» **VORLIEGENDER TEXTAUSZUG**
Man kann weder seinen Anfang noch sein Ende chronologisch genau fixieren. Es gibt sehr gute Gründe dafür, das »Mittelalter« als eine Form der Gesellschaft und Kultur erst mit dem Sieg der Aufklärung im 18. Jahrhundert auslaufen zu lassen; denn erst der Rationalismus, der Absolutismus und die Anfänge des industriellen Zeitalters haben die Grundstrukturen des Lebens der europäischen Völker, die »altständische Gesellschaft« aufgelöst, deren Wurzeln in den Anfängen des Mittelalters stecken. Wer etwa das Mittelalter mit dem Zerfall der kirchlichen Einheit in christliche Konfessionen beenden möchte, muß immerhin feststellen, daß die Reformation eine Intensivierung des religiösen Lebens und Erlebnisses brachte und dem Staat neue religiöse Aufgaben stellte, damit die Trennung von geistlichem und weltlichem Bereich sogar in den katholischen Staaten wieder überwindend (Staatskirchentum); er muß auch feststellen, daß erst mit der Aufklärung eine Säkularisierung des Geistes einsetzte, die das Religiöse als bestimmende Kraft des öffentlichen Lebens außer Kraft zu setzen begann.
Niemand kann heute mehr das Wort »Mittelalter« nur als Epochenbezeichnung chronologischen Charakters für die Zeit etwa von 568 bis 1500 verwenden. Bezeichnet man damit aber besondere historische Formen des Menschseins, des Lebens und Denkens, eine eigene Struktur der Gesellschaft und einen individuellen Abschnitt unserer gewordenen Kultur, dann ist es sehr schwer zu sagen, wann die Antike geendet und das Mittelalter begonnen hat.

» **GESTELLTE AUFGABE 1**
Schreiben Sie aus dem Textauszug über das Mittelalter die Passage von „Niemand kann heute“ bis einschließlich „Mittelalter begonnen hat.“ wortgetreu ab.

» **VORLIEGENDER DATENBESTAND**
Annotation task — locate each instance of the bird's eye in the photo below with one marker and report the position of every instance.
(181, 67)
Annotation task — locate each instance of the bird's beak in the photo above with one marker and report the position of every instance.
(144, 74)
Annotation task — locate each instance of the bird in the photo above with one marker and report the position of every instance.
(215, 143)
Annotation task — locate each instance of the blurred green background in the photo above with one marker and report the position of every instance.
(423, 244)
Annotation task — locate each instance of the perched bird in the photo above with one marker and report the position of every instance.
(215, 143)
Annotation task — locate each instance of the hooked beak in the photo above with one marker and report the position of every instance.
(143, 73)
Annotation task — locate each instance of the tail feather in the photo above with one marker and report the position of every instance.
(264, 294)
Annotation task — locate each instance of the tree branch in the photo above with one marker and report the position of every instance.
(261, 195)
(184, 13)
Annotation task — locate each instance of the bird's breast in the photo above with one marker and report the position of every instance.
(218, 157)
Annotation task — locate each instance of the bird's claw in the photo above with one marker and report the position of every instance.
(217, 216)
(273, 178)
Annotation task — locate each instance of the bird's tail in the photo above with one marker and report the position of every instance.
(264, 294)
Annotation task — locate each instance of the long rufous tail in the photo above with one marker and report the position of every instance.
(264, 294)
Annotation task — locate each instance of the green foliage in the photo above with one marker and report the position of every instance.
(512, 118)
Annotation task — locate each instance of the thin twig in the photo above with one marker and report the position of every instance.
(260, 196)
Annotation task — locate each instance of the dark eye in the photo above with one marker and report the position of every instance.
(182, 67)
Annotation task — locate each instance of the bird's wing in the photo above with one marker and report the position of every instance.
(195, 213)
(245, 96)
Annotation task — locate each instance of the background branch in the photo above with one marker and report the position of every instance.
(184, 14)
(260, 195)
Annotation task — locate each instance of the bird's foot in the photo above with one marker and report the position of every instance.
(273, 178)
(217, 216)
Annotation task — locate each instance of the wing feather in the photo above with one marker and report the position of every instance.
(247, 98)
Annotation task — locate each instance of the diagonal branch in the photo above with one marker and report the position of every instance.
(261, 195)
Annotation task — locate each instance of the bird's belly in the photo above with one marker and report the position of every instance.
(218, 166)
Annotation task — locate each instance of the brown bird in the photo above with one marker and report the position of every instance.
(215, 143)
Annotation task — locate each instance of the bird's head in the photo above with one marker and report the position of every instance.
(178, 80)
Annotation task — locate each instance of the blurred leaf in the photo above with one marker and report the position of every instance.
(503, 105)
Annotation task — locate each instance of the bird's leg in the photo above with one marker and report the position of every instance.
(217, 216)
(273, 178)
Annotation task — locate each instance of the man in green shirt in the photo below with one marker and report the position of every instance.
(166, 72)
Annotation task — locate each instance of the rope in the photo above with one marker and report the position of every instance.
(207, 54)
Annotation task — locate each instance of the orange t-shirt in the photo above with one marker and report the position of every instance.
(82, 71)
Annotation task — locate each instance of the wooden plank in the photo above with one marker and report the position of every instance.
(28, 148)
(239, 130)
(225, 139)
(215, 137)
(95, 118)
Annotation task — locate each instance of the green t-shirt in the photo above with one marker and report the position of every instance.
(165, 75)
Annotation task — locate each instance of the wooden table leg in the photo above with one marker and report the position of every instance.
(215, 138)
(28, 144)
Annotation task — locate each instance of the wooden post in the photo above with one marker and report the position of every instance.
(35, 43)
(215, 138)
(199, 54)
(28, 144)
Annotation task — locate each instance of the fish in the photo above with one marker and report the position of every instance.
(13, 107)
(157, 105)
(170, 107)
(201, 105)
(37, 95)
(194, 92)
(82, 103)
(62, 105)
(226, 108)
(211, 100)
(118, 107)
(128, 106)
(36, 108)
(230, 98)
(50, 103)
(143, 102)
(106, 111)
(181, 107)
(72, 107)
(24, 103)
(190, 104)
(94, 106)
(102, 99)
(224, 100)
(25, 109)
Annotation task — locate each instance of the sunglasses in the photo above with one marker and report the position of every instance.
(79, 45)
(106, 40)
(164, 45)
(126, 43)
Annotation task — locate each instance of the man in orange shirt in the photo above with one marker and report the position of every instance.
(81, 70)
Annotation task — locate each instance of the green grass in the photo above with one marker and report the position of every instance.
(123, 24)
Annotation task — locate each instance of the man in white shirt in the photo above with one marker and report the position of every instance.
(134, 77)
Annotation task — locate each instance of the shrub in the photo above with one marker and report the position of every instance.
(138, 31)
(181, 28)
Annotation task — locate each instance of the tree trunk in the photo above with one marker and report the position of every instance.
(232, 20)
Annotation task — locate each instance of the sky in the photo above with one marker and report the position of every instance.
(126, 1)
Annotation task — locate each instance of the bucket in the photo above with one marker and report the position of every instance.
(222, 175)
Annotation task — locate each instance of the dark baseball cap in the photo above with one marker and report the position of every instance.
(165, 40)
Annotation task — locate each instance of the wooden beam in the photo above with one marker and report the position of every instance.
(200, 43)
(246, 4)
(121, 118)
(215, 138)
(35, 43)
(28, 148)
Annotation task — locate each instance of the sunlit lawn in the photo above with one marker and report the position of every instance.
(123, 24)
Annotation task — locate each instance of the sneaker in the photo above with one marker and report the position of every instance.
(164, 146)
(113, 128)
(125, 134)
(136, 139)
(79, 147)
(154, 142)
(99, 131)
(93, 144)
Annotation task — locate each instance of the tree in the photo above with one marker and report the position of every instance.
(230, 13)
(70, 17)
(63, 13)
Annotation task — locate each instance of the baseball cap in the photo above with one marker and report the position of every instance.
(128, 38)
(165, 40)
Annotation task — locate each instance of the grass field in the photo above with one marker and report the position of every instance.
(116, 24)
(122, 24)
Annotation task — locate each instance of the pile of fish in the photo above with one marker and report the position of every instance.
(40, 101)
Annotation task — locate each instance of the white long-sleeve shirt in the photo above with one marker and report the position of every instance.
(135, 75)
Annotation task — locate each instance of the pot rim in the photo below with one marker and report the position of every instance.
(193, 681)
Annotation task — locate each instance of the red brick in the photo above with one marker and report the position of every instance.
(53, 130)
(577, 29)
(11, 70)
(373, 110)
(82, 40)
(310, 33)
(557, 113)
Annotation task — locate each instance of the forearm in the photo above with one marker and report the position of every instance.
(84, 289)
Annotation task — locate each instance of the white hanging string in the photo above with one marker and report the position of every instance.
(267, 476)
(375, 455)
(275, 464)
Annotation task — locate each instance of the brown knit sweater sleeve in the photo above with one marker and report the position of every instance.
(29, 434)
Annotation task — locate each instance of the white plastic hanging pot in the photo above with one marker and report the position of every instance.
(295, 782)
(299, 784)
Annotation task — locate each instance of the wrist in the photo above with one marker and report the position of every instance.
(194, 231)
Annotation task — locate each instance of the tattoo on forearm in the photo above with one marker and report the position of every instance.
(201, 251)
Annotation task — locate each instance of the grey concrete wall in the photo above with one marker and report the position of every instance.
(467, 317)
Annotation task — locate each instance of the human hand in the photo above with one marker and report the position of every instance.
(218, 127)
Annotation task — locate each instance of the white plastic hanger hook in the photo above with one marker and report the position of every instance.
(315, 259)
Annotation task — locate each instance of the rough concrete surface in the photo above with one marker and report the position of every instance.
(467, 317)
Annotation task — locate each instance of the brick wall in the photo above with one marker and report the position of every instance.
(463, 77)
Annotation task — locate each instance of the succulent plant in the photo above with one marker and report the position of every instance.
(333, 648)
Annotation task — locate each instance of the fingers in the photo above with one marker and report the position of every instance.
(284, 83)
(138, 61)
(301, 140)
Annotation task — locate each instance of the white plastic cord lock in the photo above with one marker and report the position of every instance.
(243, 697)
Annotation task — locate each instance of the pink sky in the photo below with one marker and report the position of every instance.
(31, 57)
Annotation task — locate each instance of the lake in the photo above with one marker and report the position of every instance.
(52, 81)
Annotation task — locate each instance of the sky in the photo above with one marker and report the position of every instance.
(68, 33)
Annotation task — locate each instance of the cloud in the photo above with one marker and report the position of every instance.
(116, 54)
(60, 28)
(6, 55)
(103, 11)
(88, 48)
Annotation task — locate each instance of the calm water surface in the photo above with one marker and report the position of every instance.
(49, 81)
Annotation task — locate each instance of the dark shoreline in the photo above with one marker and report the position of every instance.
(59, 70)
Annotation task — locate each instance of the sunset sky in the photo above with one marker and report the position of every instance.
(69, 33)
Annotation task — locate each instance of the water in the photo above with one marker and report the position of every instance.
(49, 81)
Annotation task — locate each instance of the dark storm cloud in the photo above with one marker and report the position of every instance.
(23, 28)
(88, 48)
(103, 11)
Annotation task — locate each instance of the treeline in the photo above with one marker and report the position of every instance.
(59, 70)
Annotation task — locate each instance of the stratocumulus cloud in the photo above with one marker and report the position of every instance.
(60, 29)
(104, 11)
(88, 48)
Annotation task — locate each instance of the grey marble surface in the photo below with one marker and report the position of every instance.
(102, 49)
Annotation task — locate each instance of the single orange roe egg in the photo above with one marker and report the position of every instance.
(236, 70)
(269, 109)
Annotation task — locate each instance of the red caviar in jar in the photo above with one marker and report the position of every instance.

» **GESTELLTE AUFGABE 2**
Stellen Sie alle Zeilen der Auflistung zusammen, in denen die Zeichenfolge „baseball“ vorkommt.

» **VOLLSTÄNDIGE ANTWORT 1**
Niemand kann heute mehr das Wort »Mittelalter« nur als Epochenbezeichnung chronologischen Charakters für die Zeit etwa von 568 bis 1500 verwenden. Bezeichnet man damit aber besondere historische Formen des Menschseins, des Lebens und Denkens, eine eigene Struktur der Gesellschaft und einen individuellen Abschnitt unserer gewordenen Kultur, dann ist es sehr schwer zu sagen, wann die Antike geendet und das Mittelalter begonnen hat.

» **VOLLSTÄNDIGE ANTWORT 2**
Annotation task — locate each instance of the dark baseball cap in the photo above with one marker and report the position of every instance.
Annotation task — locate each instance of the baseball cap in the photo above with one marker and report the position of every instance.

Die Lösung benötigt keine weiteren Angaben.